▸ EXCERPTED RECORDS

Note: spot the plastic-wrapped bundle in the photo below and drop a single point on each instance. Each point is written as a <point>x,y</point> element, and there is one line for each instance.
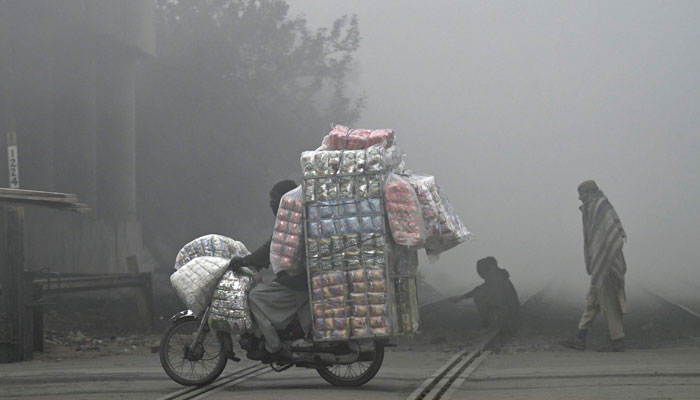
<point>423,185</point>
<point>452,231</point>
<point>286,249</point>
<point>403,212</point>
<point>195,282</point>
<point>211,245</point>
<point>343,138</point>
<point>229,307</point>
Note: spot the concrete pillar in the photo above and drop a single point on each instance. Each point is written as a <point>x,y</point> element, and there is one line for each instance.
<point>75,123</point>
<point>117,138</point>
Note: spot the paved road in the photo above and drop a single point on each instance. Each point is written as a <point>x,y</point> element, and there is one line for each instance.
<point>671,373</point>
<point>141,377</point>
<point>663,362</point>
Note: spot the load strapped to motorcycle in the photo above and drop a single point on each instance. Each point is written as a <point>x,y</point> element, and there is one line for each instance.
<point>356,224</point>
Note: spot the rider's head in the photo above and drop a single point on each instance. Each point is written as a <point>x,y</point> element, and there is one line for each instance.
<point>277,191</point>
<point>485,266</point>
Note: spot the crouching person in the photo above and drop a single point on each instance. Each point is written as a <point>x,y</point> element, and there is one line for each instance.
<point>275,305</point>
<point>496,298</point>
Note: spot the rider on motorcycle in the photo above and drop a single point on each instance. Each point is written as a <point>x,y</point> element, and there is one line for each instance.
<point>275,305</point>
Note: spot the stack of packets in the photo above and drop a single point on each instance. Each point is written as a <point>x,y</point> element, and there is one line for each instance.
<point>443,227</point>
<point>288,238</point>
<point>229,308</point>
<point>363,275</point>
<point>343,138</point>
<point>404,212</point>
<point>346,242</point>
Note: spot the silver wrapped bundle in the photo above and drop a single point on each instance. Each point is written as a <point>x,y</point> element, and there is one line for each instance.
<point>200,264</point>
<point>229,309</point>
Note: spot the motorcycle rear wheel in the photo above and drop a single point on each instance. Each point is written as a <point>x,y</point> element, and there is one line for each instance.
<point>196,371</point>
<point>357,373</point>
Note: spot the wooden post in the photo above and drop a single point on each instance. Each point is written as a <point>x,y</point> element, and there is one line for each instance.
<point>14,287</point>
<point>37,314</point>
<point>142,295</point>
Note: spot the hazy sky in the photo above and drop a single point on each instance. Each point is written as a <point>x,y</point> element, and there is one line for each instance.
<point>512,104</point>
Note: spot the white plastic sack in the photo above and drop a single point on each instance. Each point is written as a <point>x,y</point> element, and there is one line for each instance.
<point>196,281</point>
<point>212,245</point>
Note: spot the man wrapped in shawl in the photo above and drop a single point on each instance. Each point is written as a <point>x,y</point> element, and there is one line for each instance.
<point>603,238</point>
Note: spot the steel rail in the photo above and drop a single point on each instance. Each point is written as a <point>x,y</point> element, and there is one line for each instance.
<point>443,383</point>
<point>232,379</point>
<point>672,303</point>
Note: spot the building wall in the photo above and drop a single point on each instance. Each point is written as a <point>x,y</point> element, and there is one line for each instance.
<point>66,74</point>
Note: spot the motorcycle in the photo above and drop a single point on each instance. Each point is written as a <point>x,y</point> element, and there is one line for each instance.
<point>192,354</point>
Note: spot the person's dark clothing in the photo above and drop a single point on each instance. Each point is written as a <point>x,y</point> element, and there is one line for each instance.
<point>260,259</point>
<point>496,298</point>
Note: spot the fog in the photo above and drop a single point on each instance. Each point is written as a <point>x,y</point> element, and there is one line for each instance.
<point>509,104</point>
<point>512,104</point>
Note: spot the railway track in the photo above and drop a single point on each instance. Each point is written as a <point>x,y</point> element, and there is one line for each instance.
<point>224,382</point>
<point>685,309</point>
<point>442,383</point>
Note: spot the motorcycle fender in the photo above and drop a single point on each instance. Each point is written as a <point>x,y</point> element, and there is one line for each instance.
<point>184,314</point>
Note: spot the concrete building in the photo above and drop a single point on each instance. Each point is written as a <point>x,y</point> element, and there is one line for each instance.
<point>67,87</point>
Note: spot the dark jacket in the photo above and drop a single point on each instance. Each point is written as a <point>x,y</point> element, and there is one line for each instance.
<point>260,258</point>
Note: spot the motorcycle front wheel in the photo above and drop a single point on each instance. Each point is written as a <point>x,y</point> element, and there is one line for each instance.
<point>357,373</point>
<point>191,367</point>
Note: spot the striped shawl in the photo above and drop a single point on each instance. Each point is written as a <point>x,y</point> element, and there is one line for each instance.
<point>603,238</point>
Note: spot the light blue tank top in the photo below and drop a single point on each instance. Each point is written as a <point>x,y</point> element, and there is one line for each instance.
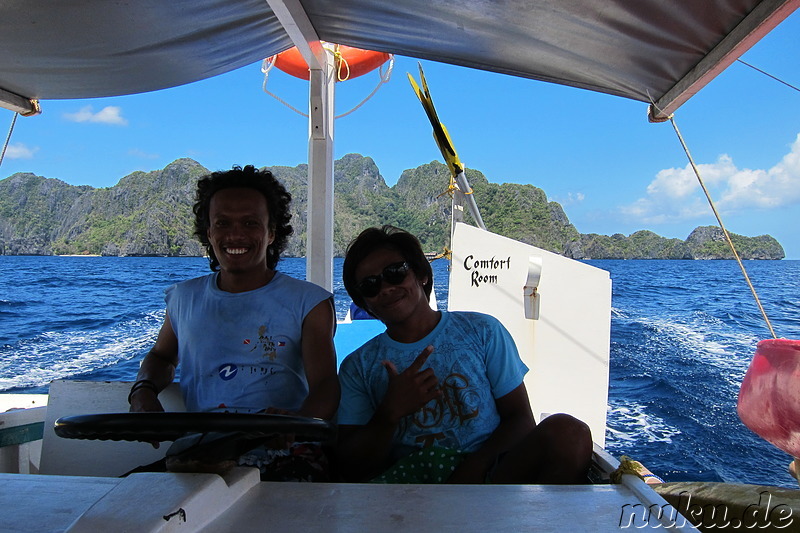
<point>241,352</point>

▸ SHORT TASK
Please rescale the lines from the one with "Note: spot the hazy" up to and including the one with "<point>192,354</point>". Write them all out again with their requests, multiplying each coordinate in the answers by 0.45 and rounding to whole numbers, halves up.

▸ COMPLETED EXERCISE
Note: spot the hazy sky in the photo above and drop a single point on each instance. Each point is written as a <point>x,y</point> element, and there is one line for each instance.
<point>230,47</point>
Note: spot the white plastic sack in the photo above and drop a single point on each instance. Each point is written as a <point>x,y</point> element, and there is one line for each instance.
<point>88,126</point>
<point>95,110</point>
Note: spot the man wrapped in shawl in the photo above and drop a single point on each instance. Each point is written as a <point>x,y</point> element, and there is one line for each instance.
<point>271,107</point>
Note: spot the steel rail in the photo above and drop a single point on each instance. Each point is written as a <point>x,y</point> element, and there is one line for each instance.
<point>199,172</point>
<point>104,171</point>
<point>302,136</point>
Note: spot the building wall in the photo above and drop a single point on each instance. Each point is written as a <point>x,y</point> element, and there is one line for each instance.
<point>30,33</point>
Note: spot the motorcycle in the photo above and drop a single point on each instance. Each point is written as a <point>x,y</point> element, and there is one line for each instance.
<point>86,159</point>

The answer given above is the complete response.